Pointing dataset records
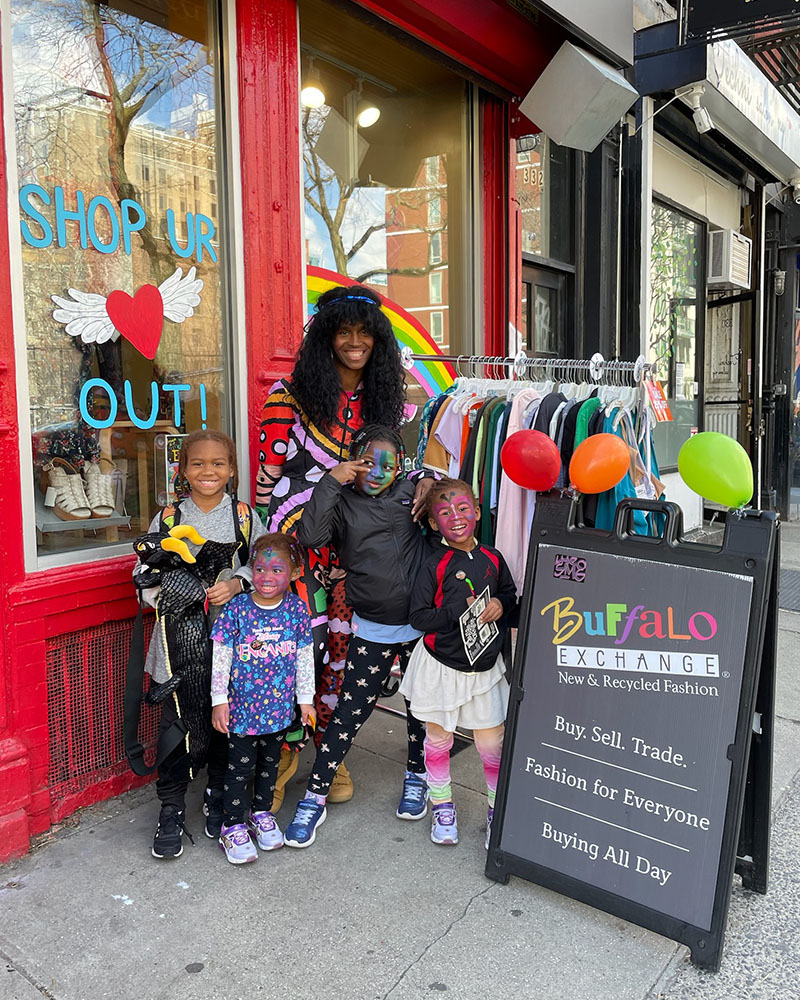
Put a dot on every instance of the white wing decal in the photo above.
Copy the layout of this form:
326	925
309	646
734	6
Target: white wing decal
85	316
181	294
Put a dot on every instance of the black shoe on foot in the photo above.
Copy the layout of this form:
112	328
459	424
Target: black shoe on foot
167	842
214	813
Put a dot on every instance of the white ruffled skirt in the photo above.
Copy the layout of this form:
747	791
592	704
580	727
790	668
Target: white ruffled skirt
453	698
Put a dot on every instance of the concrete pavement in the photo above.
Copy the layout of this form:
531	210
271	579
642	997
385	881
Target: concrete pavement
373	910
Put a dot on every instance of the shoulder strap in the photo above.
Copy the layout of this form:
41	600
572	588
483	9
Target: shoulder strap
242	526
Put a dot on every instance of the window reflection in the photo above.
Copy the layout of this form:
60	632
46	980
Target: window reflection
386	204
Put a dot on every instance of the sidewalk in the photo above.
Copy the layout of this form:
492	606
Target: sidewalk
373	910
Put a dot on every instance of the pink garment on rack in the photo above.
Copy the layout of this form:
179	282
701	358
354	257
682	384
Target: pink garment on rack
515	504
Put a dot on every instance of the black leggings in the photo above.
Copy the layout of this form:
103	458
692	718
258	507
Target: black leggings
248	756
173	773
368	665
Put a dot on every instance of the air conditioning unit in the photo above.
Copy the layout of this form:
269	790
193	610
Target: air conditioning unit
729	258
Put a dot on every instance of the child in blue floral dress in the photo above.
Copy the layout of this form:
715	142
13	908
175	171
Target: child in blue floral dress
263	663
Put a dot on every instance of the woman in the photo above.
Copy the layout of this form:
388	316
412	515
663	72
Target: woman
347	373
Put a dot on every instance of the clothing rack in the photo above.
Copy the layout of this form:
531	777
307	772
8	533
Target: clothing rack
597	368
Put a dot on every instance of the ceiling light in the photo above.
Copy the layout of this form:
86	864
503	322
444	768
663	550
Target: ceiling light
312	95
367	114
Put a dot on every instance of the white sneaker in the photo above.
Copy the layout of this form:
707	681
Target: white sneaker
236	843
99	491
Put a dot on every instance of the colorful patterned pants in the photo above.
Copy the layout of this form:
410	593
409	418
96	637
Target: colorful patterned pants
368	666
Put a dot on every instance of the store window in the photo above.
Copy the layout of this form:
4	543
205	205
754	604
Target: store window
545	193
387	182
123	290
677	313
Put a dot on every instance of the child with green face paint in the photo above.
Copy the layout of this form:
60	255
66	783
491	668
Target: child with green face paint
365	508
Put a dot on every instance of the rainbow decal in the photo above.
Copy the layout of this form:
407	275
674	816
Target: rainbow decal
433	376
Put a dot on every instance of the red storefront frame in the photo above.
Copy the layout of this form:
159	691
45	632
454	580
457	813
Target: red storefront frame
38	607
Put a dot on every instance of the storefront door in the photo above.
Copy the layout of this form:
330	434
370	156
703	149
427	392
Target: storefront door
544	306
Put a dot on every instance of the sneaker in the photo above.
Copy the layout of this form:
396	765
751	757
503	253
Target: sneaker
302	831
263	827
236	843
168	842
414	800
286	769
443	824
341	789
213	811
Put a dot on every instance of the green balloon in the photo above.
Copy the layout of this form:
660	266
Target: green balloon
718	468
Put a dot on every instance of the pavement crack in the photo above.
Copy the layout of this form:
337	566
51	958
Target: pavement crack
437	939
20	971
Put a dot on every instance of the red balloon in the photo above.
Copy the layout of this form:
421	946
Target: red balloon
599	463
531	459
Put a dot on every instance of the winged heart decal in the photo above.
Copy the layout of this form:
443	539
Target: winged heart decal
139	318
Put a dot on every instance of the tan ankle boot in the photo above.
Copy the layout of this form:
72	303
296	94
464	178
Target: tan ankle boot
341	789
286	770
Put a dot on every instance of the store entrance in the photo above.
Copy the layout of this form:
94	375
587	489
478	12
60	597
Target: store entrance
543	315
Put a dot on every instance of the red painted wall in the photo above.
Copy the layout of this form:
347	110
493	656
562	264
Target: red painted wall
41	605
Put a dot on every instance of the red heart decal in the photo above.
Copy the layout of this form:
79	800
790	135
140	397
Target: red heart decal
140	319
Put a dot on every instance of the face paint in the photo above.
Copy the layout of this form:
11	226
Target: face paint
455	517
272	575
380	470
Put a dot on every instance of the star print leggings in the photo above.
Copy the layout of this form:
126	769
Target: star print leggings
367	667
251	757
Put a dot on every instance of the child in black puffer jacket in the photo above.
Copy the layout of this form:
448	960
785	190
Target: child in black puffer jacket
365	508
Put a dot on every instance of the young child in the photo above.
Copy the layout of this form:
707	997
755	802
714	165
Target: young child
377	541
206	468
444	688
263	660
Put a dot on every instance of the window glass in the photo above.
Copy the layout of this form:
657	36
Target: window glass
126	329
387	197
676	263
544	188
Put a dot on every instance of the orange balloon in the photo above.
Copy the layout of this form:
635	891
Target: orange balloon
599	463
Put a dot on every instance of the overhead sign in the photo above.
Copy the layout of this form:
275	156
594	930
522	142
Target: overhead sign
705	18
606	26
623	770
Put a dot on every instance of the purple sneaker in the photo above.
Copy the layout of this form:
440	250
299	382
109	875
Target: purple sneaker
236	843
263	827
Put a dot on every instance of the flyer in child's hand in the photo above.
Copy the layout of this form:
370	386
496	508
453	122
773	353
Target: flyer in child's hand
477	636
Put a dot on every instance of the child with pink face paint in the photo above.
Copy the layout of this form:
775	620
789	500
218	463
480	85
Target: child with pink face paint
444	688
263	662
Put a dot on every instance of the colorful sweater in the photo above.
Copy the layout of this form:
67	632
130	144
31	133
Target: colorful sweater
440	598
299	452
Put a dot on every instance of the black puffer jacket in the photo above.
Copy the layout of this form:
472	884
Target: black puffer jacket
376	541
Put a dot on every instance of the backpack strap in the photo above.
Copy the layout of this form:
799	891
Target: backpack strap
242	527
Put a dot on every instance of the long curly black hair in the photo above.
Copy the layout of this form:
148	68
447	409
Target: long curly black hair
315	381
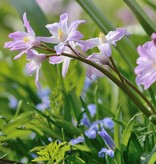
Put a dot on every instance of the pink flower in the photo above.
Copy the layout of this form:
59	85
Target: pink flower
62	33
35	62
104	42
63	59
23	41
146	69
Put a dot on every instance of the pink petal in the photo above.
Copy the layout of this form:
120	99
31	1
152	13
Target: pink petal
27	25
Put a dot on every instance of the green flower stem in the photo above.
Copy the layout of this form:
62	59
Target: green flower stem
151	93
116	70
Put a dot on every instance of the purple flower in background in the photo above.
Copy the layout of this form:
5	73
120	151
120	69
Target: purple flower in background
44	96
91	133
94	127
35	63
107	139
104	151
77	140
108	123
146	69
62	33
85	120
23	41
103	42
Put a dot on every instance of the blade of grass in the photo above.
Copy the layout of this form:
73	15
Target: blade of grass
142	17
126	48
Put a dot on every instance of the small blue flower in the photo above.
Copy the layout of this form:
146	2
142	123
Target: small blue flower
104	151
90	133
92	109
108	123
85	120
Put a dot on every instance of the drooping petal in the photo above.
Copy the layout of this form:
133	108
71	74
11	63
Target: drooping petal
74	36
18	35
88	44
56	59
19	55
105	49
46	39
59	48
53	28
63	22
65	66
27	25
37	78
74	25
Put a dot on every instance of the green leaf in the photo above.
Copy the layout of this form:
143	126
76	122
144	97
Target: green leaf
110	160
38	22
142	17
53	153
117	129
127	132
150	158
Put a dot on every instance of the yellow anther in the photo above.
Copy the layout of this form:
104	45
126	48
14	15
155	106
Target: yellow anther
60	33
102	38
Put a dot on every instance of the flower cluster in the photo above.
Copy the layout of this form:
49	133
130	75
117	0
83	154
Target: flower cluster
66	39
146	69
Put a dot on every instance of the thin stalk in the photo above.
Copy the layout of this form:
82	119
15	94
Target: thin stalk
116	70
152	96
76	53
121	85
136	90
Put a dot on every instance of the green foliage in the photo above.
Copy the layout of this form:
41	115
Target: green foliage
53	153
24	127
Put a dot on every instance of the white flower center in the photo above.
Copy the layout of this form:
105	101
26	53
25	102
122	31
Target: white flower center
26	39
61	35
102	38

WRITTEN REQUEST:
Look above for the line containing "Put a dot on every instance of the flower"; copy from it through the last line, exactly, and nothing more.

OUTPUT BELOW:
Put a dot on every instance of the flower cluster in the photo above.
Copy the layout of this form:
49	133
130	75
117	0
83	154
Target: flower cluster
66	39
146	69
Put a dot on every instance of the thin stalk in the photo above.
Copy the layout of this form:
82	119
15	94
Target: thin stalk
116	70
152	96
76	53
121	85
136	90
Put a dot on every instance of the green foliage in the photo above.
Copy the layout of this form:
41	115
Target: green foliage
53	153
24	127
Put a dot on every instance of the white flower center in the photo above.
Copy the layout of this form:
105	101
26	53
25	102
122	31
Target: white flower center
26	39
61	35
102	38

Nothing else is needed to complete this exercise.